(Raw records)
════════════════════

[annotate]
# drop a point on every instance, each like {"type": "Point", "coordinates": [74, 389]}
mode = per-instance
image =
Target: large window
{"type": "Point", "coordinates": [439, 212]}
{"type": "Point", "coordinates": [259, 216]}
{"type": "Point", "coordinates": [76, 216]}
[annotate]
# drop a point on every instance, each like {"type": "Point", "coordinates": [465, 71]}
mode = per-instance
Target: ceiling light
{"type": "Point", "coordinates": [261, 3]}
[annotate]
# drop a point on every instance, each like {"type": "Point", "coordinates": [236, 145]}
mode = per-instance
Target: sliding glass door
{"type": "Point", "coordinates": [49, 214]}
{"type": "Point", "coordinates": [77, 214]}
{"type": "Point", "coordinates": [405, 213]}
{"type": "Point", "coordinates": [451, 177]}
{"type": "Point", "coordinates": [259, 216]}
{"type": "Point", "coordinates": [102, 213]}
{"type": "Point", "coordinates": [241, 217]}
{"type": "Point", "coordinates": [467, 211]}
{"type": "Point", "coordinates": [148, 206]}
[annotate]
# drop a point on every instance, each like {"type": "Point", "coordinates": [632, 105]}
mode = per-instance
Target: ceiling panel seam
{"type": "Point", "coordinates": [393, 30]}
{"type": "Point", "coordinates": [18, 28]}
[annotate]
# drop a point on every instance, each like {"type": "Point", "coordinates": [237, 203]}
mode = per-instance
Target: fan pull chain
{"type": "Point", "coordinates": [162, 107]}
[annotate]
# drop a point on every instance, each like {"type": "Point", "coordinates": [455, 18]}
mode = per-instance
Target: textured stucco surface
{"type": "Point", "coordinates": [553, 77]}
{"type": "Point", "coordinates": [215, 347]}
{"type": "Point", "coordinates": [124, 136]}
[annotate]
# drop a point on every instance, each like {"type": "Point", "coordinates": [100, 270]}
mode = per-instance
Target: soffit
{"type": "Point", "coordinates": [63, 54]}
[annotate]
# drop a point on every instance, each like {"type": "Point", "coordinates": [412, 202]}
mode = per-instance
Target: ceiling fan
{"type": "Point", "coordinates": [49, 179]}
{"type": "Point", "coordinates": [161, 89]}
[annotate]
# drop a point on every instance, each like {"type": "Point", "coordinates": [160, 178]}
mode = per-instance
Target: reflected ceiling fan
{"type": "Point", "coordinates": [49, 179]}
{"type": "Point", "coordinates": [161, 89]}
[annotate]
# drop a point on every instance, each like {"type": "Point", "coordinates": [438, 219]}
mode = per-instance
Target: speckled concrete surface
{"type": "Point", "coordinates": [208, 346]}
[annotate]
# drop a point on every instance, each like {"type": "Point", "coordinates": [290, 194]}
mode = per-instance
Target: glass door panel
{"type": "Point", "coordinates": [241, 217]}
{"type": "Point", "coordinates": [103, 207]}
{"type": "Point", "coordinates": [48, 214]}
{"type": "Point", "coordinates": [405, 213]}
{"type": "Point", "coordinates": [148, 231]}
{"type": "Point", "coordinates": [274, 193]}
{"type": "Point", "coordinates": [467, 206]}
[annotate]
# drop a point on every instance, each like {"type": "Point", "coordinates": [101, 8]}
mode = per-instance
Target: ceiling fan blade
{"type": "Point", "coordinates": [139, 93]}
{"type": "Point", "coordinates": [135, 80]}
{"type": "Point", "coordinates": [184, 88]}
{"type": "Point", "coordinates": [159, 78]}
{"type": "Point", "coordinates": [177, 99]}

════════════════════

• Goal: Count the lines in the items above that contain the string "Target", and give only that number.

• Solution to this problem: 12